* [DATA TO EXAMINE]
= Beginning of Section =
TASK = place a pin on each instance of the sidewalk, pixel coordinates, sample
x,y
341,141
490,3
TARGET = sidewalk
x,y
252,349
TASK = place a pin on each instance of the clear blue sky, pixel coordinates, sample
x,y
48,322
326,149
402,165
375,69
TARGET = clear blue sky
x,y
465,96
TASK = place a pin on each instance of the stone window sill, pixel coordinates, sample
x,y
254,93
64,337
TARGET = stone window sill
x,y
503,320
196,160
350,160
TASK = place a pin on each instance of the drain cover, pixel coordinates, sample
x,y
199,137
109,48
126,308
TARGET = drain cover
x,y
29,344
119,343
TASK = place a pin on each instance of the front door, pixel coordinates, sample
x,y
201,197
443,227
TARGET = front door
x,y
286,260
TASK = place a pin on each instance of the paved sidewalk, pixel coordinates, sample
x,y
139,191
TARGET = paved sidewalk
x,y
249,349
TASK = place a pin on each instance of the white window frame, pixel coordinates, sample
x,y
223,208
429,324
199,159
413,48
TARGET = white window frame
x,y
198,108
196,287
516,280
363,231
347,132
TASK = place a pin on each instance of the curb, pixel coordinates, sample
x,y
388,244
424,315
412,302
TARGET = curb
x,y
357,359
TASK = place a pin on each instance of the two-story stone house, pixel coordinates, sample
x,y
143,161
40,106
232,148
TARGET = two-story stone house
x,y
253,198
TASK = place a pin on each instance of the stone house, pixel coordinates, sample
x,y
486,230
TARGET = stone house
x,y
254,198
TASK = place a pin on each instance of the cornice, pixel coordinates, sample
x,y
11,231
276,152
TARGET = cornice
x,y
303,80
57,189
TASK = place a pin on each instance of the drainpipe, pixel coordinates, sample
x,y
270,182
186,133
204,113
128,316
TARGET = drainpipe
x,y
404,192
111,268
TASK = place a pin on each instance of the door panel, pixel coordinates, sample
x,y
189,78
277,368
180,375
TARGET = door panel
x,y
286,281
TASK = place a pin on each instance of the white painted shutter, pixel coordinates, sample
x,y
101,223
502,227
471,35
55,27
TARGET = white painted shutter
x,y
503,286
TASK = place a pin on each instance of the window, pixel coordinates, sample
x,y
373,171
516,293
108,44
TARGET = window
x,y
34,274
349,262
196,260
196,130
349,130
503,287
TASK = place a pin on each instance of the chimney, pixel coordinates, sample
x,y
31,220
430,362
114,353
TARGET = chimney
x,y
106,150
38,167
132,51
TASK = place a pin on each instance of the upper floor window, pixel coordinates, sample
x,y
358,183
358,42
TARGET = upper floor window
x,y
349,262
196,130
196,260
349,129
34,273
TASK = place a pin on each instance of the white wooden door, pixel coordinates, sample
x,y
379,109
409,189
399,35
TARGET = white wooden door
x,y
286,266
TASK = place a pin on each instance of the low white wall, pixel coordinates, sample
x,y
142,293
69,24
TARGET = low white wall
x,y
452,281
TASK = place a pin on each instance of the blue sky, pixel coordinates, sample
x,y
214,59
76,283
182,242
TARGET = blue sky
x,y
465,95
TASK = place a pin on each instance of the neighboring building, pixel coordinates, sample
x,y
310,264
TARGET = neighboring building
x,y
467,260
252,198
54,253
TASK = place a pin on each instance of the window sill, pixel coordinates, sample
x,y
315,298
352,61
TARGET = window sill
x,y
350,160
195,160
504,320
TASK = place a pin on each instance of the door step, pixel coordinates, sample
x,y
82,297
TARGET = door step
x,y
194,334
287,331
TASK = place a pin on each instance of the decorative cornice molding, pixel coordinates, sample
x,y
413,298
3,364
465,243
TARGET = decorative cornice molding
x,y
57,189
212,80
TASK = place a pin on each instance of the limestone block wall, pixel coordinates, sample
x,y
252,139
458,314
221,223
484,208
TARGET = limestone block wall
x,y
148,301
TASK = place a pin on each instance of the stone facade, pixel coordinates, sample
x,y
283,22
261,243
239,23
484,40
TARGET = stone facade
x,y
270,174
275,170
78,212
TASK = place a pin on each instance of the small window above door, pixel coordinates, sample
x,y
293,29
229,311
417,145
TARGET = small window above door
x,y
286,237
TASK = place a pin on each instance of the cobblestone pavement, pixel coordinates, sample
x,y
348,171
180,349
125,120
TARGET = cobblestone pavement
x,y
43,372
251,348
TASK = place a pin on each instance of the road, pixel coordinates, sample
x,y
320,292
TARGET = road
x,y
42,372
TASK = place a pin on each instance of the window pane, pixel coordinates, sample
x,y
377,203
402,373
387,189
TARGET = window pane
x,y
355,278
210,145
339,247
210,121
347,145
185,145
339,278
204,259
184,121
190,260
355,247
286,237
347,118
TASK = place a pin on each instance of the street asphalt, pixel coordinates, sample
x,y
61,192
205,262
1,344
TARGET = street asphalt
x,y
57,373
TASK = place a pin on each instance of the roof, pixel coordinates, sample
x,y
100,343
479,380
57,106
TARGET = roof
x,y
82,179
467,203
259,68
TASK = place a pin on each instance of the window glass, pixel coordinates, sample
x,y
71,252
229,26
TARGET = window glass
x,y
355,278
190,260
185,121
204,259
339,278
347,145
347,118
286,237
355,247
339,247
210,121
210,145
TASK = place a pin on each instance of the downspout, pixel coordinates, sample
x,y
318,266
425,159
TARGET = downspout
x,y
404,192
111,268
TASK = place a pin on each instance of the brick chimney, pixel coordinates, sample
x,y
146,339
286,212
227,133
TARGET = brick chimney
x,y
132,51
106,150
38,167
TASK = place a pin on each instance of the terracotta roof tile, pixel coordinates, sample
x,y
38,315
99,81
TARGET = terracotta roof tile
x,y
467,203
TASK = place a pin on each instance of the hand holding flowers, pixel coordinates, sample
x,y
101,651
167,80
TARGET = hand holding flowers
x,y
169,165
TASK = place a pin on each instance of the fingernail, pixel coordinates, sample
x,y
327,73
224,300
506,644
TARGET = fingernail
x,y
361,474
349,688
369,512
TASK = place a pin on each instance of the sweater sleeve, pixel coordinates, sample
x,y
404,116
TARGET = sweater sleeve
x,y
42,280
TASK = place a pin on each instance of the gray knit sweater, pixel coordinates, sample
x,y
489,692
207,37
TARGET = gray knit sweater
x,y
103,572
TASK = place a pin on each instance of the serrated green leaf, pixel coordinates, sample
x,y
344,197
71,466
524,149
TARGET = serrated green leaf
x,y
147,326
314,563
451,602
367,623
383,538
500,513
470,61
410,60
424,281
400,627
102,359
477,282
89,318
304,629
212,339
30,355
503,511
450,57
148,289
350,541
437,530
= End of Section =
Word for word, retype all of the entries above.

* [RESULT]
TASK = place a pin on each instance of the sidewalk, pixel coordinates, sample
x,y
341,141
490,3
TARGET = sidewalk
x,y
252,349
TASK = place a pin on each instance of the clear blue sky, pixel coordinates, sample
x,y
48,322
326,149
402,165
375,69
TARGET = clear blue sky
x,y
465,96
TASK = place a pin on each instance of the stone window sill, pixel coordinates, sample
x,y
254,93
64,337
TARGET = stone window sill
x,y
503,320
196,160
350,160
TASK = place a pin on each instance of the drain cover, pixel coordinates, sample
x,y
199,137
109,48
126,308
TARGET = drain cover
x,y
29,344
119,343
TASK = place a pin on each instance of the front door, pixel coordinates, sample
x,y
201,197
443,227
TARGET = front door
x,y
286,260
TASK = place a pin on each instance of the paved sidewalk, pixel coordinates, sample
x,y
139,191
TARGET = paved sidewalk
x,y
249,349
TASK = place a pin on each instance of the white window frame, pixel coordinates, sample
x,y
223,208
429,324
199,159
413,48
TARGET = white window frame
x,y
198,108
196,287
516,280
363,231
347,132
TASK = place a pin on each instance of the curb, pixel coordinates, sample
x,y
388,244
424,315
412,302
TARGET = curb
x,y
357,359
TASK = place a pin on each instance of the two-story stone house, pixel coordinates, sample
x,y
143,161
40,106
232,148
TARGET = two-story stone house
x,y
253,198
TASK = place a pin on each instance of the stone house, pixel coordinates, sample
x,y
486,230
TARGET = stone house
x,y
254,198
TASK = place a pin on each instance of the cornice, pixel coordinates, sample
x,y
11,231
276,152
TARGET = cornice
x,y
303,80
57,189
TASK = place a pin on each instance of the drainpipe, pixel coordinates, sample
x,y
270,182
186,133
204,113
128,316
TARGET = drainpipe
x,y
404,192
111,268
TASK = place a pin on each instance of the door panel, pixel coordinates, sample
x,y
189,78
277,368
180,375
TARGET = door panel
x,y
286,281
TASK = place a pin on each instance of the white painted shutter, pixel coordinates, sample
x,y
101,223
502,227
471,35
55,27
TARGET = white painted shutter
x,y
503,286
TASK = place a pin on each instance of the window, pixel coordinates, sample
x,y
373,171
516,293
108,44
TARGET = window
x,y
34,274
349,262
196,260
196,130
349,130
503,287
TASK = place a pin on each instance of the chimney, pixel coordinates, sample
x,y
31,220
430,362
114,353
TARGET = chimney
x,y
106,150
38,167
132,51
TASK = place a pin on each instance of the upper floor window, pixel coordinates, sample
x,y
358,183
358,42
TARGET = upper floor window
x,y
349,262
196,130
196,260
349,129
34,273
TASK = place a pin on each instance of the white wooden door, pixel coordinates, sample
x,y
379,109
409,189
399,35
TARGET = white wooden door
x,y
286,266
TASK = place a pin on each instance of the low white wall, pixel coordinates, sample
x,y
142,293
69,24
TARGET = low white wall
x,y
452,281
TASK = place a pin on each instance of the blue sky, pixel coordinates, sample
x,y
214,59
76,283
182,242
TARGET = blue sky
x,y
465,95
TASK = place a pin on each instance of the neighboring building, pixel coordinates, sample
x,y
310,264
TARGET = neighboring building
x,y
467,260
252,198
54,253
TASK = place a pin on each instance of the window sill, pixel coordinates, sample
x,y
315,298
352,61
TARGET = window sill
x,y
350,160
195,160
504,320
TASK = place a pin on each instance of the door step, pixel coordinates, sample
x,y
82,297
TARGET = door step
x,y
194,334
287,331
TASK = place a pin on each instance of the decorative cornice molding, pixel coordinates, sample
x,y
413,298
3,364
465,243
TARGET = decorative cornice molding
x,y
57,189
212,80
TASK = place a pin on each instance of the limestone block wall, pixel coordinates, sample
x,y
252,139
458,314
221,223
484,208
TARGET = limestone block wall
x,y
148,301
TASK = place a pin on each instance of the stone facade, pixel coordinates, sample
x,y
283,22
261,243
239,23
484,40
TARGET = stone facade
x,y
270,174
275,170
78,212
TASK = place a pin on each instance of the small window above door, pixel coordinates, sample
x,y
293,29
229,311
417,145
TARGET = small window above door
x,y
286,237
TASK = place a pin on each instance of the cobblestone pavement, pixel coordinates, sample
x,y
348,171
180,349
125,120
TARGET = cobblestone pavement
x,y
43,372
251,348
TASK = place a pin on each instance of the road, pixel coordinates, sample
x,y
320,292
TARGET = road
x,y
42,372
TASK = place a pin on each instance of the window pane, pixel coordinates, sample
x,y
377,203
402,373
387,189
TARGET = window pane
x,y
355,278
210,145
339,247
210,121
347,145
185,145
339,278
204,259
184,121
190,260
355,247
286,237
347,118
TASK = place a pin on each instance of the street asphalt, pixel coordinates, sample
x,y
61,192
205,262
1,344
TARGET = street asphalt
x,y
57,373
TASK = place a pin on each instance of the roof, pixel coordinates, sample
x,y
100,343
479,380
57,106
TARGET = roof
x,y
82,179
467,203
259,68
TASK = place a pin on each instance of the window glass, pixel coordinates, sample
x,y
71,252
229,26
TARGET = window glass
x,y
355,278
190,260
185,121
204,259
339,278
347,145
347,118
286,237
355,247
339,247
210,121
210,145
TASK = place a pin on each instance of the downspout, pixel coordinates, sample
x,y
318,266
425,159
TARGET = downspout
x,y
404,192
111,268
TASK = place a pin on each instance of the brick chimney, pixel coordinates, sample
x,y
146,339
286,212
227,133
TARGET = brick chimney
x,y
132,51
106,150
38,167
TASK = place a pin on each instance of the terracotta roof tile, pixel coordinates, sample
x,y
38,315
99,81
TARGET = terracotta roof tile
x,y
467,203
TASK = place a pin on each instance of the hand holding flowers, pixel coordinates, sample
x,y
101,651
167,80
TARGET = hand holding flowers
x,y
169,165
TASK = place a pin on each instance of the fingernail, pixel coordinates, sample
x,y
327,73
224,300
506,644
TARGET = fingernail
x,y
361,474
349,688
369,512
TASK = place a pin on each instance of the sweater sleeve, pixel coordinates, sample
x,y
404,116
TARGET = sweater sleeve
x,y
42,280
TASK = place a pin on each instance of the gray knit sweater, pixel coordinates, sample
x,y
489,692
207,37
TARGET = gray knit sweater
x,y
103,572
TASK = place a pin on each instance of the serrated green leaf, pixel coordinates, sample
x,y
344,197
71,466
524,149
TARGET = serrated green leaf
x,y
147,326
314,563
451,602
367,623
383,538
500,513
470,61
410,60
424,281
400,627
102,359
477,282
89,318
304,629
212,339
30,355
503,511
450,57
148,289
350,541
437,530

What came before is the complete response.